Available records -
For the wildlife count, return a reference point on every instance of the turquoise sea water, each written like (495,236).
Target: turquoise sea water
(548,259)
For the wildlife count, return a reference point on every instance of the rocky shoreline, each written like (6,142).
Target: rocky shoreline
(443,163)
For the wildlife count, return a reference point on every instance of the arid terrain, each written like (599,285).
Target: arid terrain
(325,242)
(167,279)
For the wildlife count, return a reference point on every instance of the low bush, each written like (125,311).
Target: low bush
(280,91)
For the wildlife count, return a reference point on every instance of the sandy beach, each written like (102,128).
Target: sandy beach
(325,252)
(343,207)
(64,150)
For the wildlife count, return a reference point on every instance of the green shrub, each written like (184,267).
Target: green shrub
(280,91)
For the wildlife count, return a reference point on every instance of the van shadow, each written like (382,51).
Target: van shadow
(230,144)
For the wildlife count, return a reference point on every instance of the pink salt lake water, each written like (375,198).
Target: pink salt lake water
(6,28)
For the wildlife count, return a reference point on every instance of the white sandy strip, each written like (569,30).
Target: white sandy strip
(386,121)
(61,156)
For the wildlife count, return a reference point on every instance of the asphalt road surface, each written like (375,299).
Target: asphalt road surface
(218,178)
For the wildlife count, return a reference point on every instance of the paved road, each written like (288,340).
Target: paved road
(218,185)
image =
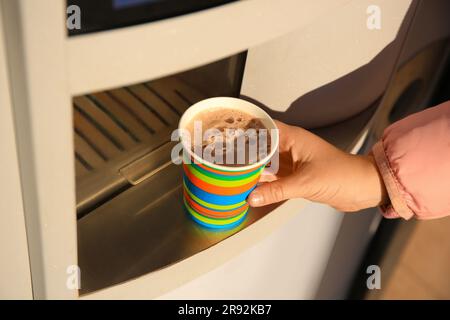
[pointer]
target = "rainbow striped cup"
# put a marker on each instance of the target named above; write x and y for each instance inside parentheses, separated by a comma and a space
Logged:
(215, 195)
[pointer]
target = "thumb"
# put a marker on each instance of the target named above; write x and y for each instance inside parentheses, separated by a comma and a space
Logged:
(275, 191)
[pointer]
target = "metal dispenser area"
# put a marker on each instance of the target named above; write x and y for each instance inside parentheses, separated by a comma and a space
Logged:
(90, 115)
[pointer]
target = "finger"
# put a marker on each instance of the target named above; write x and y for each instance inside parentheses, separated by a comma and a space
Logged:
(275, 191)
(267, 177)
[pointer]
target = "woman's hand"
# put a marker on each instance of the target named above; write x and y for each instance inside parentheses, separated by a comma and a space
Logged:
(313, 169)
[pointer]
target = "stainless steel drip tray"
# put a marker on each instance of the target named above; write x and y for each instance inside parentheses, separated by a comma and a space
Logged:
(141, 230)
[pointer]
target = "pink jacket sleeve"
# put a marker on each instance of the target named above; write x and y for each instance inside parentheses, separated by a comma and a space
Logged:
(414, 160)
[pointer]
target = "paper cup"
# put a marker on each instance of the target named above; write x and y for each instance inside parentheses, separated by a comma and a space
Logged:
(215, 195)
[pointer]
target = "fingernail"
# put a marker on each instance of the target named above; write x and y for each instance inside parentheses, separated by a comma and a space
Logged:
(256, 199)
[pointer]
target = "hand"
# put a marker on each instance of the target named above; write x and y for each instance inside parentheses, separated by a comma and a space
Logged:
(313, 169)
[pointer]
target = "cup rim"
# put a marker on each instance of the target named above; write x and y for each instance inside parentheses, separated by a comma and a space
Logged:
(213, 103)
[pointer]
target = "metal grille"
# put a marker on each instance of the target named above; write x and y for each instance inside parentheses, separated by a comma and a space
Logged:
(114, 127)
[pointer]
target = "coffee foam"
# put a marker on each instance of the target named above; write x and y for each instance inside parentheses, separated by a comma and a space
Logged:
(233, 125)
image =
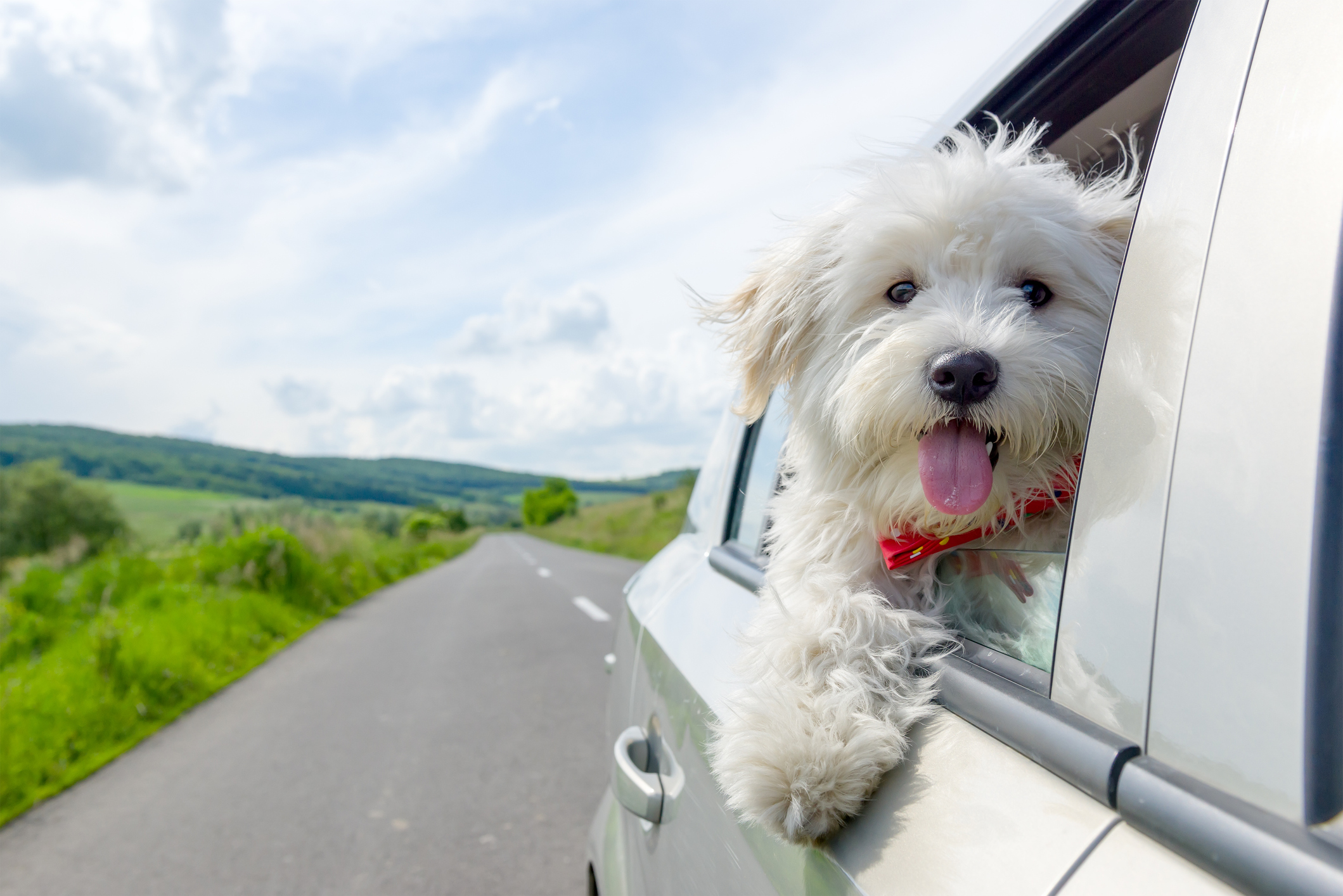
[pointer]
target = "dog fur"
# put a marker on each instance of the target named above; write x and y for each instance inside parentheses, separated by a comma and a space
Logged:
(839, 656)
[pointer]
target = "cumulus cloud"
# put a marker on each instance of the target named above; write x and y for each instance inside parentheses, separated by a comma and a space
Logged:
(117, 91)
(297, 398)
(404, 393)
(577, 319)
(199, 196)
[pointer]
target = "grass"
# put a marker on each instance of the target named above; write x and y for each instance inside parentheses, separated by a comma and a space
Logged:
(157, 512)
(98, 656)
(633, 528)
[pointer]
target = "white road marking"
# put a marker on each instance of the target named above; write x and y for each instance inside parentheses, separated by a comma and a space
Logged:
(596, 613)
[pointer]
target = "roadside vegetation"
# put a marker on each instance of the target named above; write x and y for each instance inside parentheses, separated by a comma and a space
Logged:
(106, 636)
(549, 502)
(633, 528)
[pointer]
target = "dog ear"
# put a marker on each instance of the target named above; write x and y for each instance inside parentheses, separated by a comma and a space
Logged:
(1121, 226)
(770, 321)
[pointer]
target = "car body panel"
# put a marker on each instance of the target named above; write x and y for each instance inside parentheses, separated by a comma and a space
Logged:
(1127, 861)
(1179, 628)
(966, 814)
(1108, 610)
(1229, 669)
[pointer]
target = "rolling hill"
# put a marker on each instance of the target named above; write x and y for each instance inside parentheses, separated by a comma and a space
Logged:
(215, 468)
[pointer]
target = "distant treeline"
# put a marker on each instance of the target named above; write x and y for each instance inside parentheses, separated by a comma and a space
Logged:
(200, 465)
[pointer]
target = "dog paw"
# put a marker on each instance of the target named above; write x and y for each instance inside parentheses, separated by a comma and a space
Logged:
(802, 785)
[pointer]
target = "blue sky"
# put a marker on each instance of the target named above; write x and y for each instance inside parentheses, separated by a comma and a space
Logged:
(435, 229)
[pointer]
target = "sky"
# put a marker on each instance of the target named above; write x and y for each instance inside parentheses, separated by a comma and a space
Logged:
(442, 229)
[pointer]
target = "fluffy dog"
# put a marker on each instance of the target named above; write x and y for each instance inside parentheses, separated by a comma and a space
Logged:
(939, 332)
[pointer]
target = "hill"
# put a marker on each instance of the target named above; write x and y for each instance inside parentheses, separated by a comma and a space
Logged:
(184, 464)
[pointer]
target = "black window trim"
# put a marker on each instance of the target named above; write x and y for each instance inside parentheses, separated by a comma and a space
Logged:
(1247, 847)
(1323, 797)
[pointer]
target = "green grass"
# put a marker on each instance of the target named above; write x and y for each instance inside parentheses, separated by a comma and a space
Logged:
(98, 656)
(156, 512)
(633, 528)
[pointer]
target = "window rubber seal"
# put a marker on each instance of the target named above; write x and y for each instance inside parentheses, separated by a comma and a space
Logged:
(1249, 848)
(1068, 745)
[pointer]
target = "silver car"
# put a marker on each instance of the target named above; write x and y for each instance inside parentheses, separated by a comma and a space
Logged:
(1166, 718)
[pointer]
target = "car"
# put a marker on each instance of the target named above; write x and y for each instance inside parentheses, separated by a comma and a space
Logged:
(1167, 716)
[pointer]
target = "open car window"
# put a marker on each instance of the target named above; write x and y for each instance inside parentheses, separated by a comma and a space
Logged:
(1100, 82)
(1104, 74)
(758, 478)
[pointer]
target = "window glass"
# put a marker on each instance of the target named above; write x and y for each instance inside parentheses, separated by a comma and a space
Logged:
(709, 484)
(1103, 74)
(761, 473)
(1005, 599)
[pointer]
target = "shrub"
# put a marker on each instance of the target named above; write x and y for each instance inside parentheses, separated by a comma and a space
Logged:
(549, 502)
(425, 519)
(43, 508)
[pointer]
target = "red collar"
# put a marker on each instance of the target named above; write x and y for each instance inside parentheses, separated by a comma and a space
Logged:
(903, 550)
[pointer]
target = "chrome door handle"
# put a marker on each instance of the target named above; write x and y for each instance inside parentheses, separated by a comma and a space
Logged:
(636, 789)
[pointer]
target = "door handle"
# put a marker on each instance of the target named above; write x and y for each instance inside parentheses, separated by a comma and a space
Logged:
(636, 788)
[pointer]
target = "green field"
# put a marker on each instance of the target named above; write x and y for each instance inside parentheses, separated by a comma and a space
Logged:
(157, 512)
(97, 656)
(186, 464)
(633, 528)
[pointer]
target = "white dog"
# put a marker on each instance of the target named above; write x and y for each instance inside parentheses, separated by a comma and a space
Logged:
(941, 333)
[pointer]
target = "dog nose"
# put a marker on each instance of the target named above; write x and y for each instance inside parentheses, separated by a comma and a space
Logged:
(963, 378)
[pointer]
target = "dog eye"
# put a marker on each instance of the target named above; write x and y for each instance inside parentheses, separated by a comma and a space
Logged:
(901, 292)
(1036, 293)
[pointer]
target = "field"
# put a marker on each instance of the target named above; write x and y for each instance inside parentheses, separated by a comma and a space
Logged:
(97, 655)
(633, 528)
(157, 512)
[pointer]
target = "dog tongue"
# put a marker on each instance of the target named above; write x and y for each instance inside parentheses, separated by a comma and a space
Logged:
(954, 468)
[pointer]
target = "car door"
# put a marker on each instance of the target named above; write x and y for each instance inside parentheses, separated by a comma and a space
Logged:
(1014, 783)
(1243, 766)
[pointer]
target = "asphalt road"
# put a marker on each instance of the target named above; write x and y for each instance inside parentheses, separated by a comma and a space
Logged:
(442, 736)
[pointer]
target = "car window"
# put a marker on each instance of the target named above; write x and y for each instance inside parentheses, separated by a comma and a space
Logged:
(1008, 599)
(759, 476)
(999, 598)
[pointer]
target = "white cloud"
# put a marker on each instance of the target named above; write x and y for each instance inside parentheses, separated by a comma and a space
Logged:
(577, 319)
(299, 398)
(348, 189)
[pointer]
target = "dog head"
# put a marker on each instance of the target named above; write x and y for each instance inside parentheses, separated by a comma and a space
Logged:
(941, 330)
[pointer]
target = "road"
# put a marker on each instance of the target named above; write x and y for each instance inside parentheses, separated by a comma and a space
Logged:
(444, 735)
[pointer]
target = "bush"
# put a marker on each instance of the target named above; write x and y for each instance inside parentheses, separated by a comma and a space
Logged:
(425, 519)
(549, 502)
(97, 656)
(43, 508)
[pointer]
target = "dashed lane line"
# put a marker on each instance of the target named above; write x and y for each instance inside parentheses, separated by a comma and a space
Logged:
(594, 611)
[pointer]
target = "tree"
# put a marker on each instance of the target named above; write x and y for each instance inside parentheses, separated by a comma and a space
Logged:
(549, 502)
(43, 508)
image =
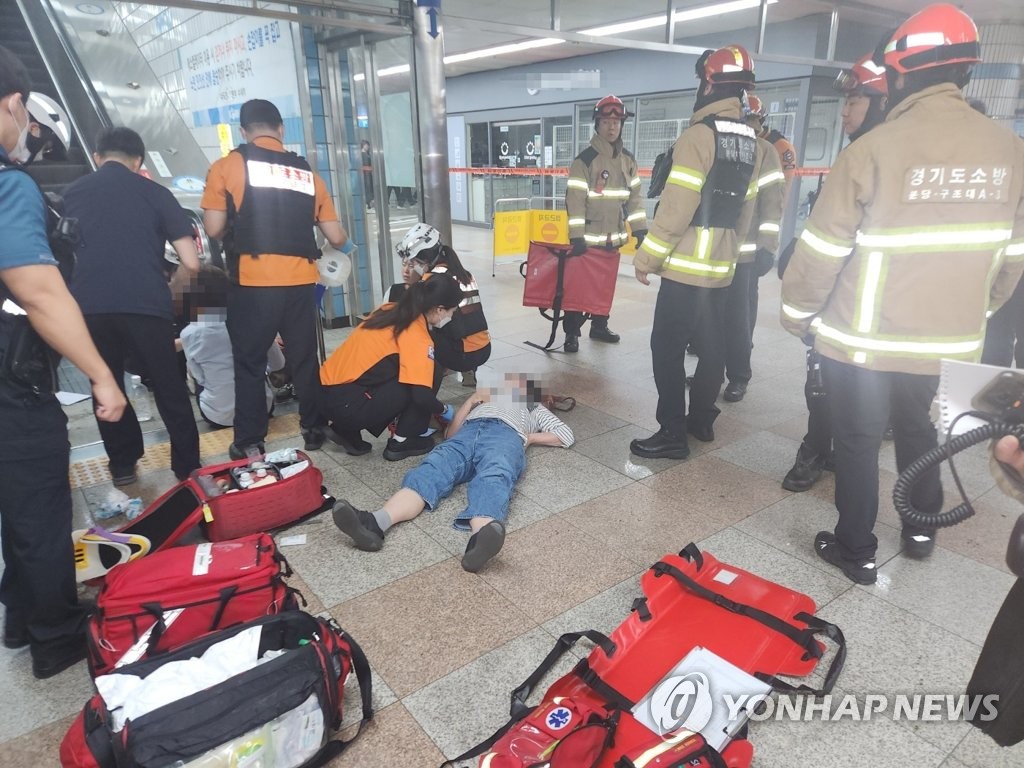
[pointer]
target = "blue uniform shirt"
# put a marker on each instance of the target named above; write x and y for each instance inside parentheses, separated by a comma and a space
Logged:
(23, 220)
(125, 220)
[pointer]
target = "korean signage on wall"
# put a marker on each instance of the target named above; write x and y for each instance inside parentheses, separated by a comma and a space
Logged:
(248, 58)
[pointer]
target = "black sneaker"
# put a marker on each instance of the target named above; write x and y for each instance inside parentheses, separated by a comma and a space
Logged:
(123, 475)
(358, 525)
(313, 438)
(861, 571)
(660, 445)
(806, 471)
(395, 451)
(351, 442)
(603, 333)
(705, 433)
(57, 655)
(238, 453)
(482, 546)
(734, 391)
(918, 543)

Problem to work on - Go through the data above and copy out every line that contains the word "sandy". Capital and small letters count as different.

Exercise response -
For the wildlife count, return a reference point on every instance of the sandy beach, each written like (102,128).
Target: sandy beach
For the wildlife count, return a reference point on every instance of the white sandy strip, each written like (569,30).
Target: white sandy strip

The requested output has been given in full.